| Problem description |
Find the line that contains "radiator -> point". Output it and every line after it to the end of the records, exactly as they appear.
***
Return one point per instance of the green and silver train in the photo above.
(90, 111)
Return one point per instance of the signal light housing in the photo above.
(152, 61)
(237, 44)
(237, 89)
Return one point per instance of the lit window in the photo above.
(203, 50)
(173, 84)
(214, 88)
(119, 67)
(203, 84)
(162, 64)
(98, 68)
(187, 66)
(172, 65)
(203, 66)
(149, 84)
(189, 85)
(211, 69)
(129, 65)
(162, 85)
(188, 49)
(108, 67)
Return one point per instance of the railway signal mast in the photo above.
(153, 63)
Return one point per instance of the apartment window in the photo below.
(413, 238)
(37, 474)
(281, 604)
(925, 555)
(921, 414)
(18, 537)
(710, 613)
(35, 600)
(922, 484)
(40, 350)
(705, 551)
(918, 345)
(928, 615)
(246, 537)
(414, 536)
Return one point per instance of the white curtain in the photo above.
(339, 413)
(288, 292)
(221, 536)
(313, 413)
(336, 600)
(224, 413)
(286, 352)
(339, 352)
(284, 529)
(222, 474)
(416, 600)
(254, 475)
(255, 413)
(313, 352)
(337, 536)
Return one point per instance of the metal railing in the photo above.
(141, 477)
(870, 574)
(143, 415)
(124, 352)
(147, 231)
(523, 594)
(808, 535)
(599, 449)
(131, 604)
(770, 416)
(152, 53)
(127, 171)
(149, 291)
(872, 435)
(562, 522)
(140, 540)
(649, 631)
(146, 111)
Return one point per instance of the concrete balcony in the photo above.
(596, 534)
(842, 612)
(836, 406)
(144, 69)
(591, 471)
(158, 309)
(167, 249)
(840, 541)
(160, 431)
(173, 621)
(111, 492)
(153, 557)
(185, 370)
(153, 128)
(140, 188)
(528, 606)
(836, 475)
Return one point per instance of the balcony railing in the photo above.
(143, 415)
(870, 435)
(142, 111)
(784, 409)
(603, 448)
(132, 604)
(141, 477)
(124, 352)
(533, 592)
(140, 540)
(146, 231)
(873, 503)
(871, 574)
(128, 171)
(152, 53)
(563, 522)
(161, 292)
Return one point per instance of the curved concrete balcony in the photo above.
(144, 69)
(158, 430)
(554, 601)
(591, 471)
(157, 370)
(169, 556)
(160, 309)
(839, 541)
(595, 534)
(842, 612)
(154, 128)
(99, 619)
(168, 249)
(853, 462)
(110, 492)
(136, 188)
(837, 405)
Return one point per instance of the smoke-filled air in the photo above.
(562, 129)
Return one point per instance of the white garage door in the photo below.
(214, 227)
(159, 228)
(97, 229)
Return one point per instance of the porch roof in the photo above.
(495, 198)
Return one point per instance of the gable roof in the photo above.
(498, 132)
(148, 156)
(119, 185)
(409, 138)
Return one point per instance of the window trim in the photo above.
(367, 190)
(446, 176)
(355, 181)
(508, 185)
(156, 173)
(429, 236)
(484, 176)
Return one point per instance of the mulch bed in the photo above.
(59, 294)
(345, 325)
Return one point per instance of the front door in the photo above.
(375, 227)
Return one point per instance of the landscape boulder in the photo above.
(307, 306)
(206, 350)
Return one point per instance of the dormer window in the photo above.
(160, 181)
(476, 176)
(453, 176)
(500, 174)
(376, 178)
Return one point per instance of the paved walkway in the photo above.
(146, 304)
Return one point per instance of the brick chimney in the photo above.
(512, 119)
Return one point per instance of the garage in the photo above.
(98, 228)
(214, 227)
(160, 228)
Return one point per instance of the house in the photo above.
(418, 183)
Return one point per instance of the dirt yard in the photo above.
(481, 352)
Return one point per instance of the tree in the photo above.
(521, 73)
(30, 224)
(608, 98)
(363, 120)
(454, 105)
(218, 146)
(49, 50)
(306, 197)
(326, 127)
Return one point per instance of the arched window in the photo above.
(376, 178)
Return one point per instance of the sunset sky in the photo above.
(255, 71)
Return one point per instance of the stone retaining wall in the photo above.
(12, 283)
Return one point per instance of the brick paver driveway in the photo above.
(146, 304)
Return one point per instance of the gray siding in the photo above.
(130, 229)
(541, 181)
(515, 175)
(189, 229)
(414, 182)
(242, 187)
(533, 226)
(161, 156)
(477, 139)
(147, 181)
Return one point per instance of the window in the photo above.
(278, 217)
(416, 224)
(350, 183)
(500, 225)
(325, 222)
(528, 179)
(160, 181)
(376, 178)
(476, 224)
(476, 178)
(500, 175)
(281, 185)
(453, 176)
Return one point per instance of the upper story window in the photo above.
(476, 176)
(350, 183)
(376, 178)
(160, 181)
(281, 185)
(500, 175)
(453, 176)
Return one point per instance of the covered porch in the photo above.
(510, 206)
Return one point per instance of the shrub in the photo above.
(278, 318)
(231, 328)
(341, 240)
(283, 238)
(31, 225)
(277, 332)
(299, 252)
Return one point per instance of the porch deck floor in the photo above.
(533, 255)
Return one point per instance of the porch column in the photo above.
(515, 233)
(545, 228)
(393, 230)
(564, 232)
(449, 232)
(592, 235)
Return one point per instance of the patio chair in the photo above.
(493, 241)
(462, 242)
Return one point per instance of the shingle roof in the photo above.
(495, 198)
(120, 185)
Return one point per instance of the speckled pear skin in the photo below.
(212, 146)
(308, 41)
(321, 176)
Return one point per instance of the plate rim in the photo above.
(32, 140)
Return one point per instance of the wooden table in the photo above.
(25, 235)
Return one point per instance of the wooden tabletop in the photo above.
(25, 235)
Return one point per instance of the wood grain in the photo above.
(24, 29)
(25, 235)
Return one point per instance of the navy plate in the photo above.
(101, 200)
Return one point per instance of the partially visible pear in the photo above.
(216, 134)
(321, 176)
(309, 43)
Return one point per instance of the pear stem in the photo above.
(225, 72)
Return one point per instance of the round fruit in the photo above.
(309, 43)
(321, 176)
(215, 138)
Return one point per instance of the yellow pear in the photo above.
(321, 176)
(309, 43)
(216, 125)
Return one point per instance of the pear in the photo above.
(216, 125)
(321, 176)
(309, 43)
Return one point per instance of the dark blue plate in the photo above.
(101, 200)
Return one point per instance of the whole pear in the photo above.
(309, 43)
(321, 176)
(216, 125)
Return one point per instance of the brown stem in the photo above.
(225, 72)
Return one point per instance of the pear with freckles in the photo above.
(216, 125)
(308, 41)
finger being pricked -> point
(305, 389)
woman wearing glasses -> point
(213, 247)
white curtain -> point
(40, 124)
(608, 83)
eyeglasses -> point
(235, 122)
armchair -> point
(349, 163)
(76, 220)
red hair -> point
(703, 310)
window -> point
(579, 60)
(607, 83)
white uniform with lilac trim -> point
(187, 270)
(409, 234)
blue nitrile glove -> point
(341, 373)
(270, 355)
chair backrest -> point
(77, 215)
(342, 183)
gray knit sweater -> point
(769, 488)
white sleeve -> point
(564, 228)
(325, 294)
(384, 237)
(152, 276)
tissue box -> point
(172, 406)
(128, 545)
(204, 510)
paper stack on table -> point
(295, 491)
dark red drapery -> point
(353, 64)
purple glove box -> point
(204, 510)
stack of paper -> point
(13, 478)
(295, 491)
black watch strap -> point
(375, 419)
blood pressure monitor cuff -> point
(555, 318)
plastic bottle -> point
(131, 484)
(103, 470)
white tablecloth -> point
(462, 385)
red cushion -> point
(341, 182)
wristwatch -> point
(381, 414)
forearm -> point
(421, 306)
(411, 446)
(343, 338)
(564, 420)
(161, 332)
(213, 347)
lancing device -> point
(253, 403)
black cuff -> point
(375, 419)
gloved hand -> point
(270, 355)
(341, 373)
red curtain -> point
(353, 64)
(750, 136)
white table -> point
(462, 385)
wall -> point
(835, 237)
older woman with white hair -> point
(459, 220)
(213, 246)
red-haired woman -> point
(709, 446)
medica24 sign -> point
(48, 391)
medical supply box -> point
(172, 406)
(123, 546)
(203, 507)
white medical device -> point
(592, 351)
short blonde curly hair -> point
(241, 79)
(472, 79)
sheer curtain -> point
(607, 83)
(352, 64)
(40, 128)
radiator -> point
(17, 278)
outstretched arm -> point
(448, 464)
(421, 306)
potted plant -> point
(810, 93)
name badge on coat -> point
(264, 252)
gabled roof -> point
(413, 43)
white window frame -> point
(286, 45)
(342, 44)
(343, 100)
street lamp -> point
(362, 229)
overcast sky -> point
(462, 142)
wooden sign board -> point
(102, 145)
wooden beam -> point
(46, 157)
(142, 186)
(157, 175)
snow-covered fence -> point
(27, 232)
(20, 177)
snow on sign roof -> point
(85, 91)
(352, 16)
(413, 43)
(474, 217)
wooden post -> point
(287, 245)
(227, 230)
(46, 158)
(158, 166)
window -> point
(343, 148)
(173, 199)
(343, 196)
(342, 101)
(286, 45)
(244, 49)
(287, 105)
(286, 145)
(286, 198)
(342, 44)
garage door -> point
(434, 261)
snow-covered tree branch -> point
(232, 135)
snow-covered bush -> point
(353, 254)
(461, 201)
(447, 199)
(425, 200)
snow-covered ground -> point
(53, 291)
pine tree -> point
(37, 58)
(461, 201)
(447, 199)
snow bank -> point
***
| Reply |
radiator -> point
(17, 278)
outstretched arm -> point
(448, 464)
(421, 306)
potted plant -> point
(810, 93)
name badge on coat -> point
(264, 252)
gabled roof -> point
(413, 43)
white window frame -> point
(286, 45)
(342, 44)
(343, 100)
street lamp -> point
(362, 229)
overcast sky -> point
(462, 142)
wooden sign board -> point
(102, 145)
wooden beam -> point
(46, 157)
(142, 186)
(157, 175)
snow-covered fence -> point
(27, 232)
(20, 177)
snow on sign roof -> point
(85, 91)
(352, 16)
(413, 43)
(474, 217)
wooden post -> point
(287, 245)
(227, 230)
(46, 158)
(158, 166)
window -> point
(343, 148)
(173, 199)
(343, 196)
(342, 101)
(286, 45)
(244, 49)
(287, 105)
(286, 145)
(286, 198)
(342, 44)
garage door -> point
(434, 261)
snow-covered tree branch -> point
(232, 135)
snow-covered bush -> point
(353, 254)
(461, 201)
(447, 199)
(425, 200)
snow-covered ground -> point
(53, 291)
pine tree -> point
(37, 58)
(461, 201)
(447, 199)
snow bank -> point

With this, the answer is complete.